* _WHAT IS EXPECTED_: In the excerpt on test and trace figures, what evidence supports the claim that a "boots on ground" approach is more effective for contact tracing? Explain in one to three sentences.

* _TEXT EXCERPT_:
*****

Danny Mortimer, deputy chief executive of the NHS Confederation, said: ‘The latest test and trace figures show a yo-yo effect with vital improvements in some areas balanced out by steps back in others.’

Local health protection teams showed to have a higher success rate than the centralised system once again, proving that a ‘boots on ground’ approach is more effective for contact tracing.

Some 95.6 per cent of close contacts were reached and asked to self-isolate in the week to August 19, compared to 61.6 per cent of cases handled by call centres.

Various local authority councils took matters into their own hands and launched local contact-tracing operations to supplement the national system, before ministers offered local systems extra resources to strengthen their response.

The figures also show test turnaround times between 13 and 19 August have fallen.

Just one fifth of tests from all test sites were received within 24 hours of a test being taken.

*****

* _Items in a dataset_:

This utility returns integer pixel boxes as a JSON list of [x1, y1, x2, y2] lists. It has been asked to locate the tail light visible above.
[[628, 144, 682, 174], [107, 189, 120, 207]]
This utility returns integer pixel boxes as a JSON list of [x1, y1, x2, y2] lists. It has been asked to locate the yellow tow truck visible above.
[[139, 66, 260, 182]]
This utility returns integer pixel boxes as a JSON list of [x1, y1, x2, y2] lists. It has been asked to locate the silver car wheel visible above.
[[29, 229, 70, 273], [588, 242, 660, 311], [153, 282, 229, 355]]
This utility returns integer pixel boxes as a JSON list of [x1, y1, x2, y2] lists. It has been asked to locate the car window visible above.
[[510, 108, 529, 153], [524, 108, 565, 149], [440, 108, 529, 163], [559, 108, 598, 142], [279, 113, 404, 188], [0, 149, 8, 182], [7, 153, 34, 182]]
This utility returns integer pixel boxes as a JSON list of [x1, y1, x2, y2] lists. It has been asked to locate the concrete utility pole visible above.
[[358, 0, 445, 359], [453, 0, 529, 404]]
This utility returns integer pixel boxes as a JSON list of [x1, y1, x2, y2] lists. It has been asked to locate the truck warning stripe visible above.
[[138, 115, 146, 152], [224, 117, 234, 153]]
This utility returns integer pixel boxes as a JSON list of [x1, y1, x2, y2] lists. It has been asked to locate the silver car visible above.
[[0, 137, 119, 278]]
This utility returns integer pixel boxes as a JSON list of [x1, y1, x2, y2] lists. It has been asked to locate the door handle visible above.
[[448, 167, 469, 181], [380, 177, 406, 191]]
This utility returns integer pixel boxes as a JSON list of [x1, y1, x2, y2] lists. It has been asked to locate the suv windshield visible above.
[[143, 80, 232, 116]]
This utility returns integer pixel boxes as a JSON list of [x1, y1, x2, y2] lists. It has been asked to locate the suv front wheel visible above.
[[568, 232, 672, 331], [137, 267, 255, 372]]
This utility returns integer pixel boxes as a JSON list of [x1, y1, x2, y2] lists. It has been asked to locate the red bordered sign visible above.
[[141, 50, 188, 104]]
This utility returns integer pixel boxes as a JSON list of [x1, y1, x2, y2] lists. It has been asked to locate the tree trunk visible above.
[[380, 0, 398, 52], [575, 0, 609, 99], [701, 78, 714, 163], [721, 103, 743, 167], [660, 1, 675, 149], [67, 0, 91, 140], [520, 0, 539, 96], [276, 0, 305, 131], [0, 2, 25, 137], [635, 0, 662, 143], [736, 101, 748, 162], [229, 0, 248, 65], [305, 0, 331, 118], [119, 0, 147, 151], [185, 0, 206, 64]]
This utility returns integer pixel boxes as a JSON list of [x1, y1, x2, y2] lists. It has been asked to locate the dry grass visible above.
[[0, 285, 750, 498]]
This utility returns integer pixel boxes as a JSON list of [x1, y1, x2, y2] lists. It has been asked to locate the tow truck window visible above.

*****

* _RESULT BELOW_: Local health protection teams again had a higher success rate than the centralised system. In the week to August 19, they reached 95.6 per cent of close contacts and asked them to self-isolate. For cases handled by call centres, the figure was 61.6 per cent.